Dataset rows:
──────────
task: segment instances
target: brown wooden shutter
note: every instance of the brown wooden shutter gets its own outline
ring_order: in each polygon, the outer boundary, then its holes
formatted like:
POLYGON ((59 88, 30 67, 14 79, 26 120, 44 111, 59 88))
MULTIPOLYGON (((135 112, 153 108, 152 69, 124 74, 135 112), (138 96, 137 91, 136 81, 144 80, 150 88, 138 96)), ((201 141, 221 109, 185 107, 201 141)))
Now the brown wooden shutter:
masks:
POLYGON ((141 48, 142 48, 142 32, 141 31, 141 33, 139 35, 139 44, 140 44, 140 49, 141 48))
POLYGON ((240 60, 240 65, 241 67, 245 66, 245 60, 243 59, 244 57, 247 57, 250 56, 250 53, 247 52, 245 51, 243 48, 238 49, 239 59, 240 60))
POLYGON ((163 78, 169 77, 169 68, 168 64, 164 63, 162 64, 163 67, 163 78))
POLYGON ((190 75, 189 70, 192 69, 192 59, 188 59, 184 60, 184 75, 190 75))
──────────
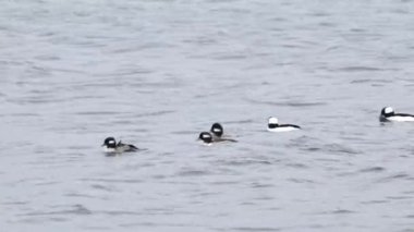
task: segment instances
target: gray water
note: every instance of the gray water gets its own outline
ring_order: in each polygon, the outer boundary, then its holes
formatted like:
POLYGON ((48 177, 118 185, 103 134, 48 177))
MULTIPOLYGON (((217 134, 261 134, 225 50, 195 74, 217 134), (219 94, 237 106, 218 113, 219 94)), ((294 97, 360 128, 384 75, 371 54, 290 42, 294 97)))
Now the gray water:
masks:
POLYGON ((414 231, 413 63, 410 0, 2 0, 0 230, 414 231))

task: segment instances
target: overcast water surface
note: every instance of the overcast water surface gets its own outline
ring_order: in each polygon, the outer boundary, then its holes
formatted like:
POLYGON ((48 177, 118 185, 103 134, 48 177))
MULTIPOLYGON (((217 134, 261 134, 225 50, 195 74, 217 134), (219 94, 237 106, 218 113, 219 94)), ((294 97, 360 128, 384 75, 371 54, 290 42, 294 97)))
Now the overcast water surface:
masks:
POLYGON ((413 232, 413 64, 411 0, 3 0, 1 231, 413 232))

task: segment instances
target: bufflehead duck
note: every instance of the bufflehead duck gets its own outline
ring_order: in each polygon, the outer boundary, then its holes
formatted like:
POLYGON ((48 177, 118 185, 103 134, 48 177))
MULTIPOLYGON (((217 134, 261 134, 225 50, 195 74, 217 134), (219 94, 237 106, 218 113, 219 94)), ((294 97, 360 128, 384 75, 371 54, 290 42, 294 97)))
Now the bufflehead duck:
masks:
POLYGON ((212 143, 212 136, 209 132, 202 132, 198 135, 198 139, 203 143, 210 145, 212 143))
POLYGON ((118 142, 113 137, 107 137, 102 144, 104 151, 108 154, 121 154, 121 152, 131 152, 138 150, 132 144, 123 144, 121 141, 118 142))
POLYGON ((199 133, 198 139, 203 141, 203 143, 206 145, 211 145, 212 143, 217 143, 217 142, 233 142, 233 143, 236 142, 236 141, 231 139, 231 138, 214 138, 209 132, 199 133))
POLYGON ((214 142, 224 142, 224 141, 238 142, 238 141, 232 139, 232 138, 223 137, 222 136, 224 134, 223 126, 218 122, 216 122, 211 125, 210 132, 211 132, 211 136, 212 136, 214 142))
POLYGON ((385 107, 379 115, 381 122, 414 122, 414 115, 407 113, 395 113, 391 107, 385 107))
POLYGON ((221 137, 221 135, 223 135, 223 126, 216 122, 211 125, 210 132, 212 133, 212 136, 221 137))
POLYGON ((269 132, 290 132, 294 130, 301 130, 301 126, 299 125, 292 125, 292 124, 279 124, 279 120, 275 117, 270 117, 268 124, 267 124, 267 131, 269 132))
──────────
* Task to complete: Report every line of the data above that contains the word "water", matching case exactly.

* Result of the exercise:
target: gray water
note: every instance of the gray water gets its own outline
Now the gray water:
target: overcast water surface
note: every instance of the overcast water surface gets its own outline
Now the overcast water surface:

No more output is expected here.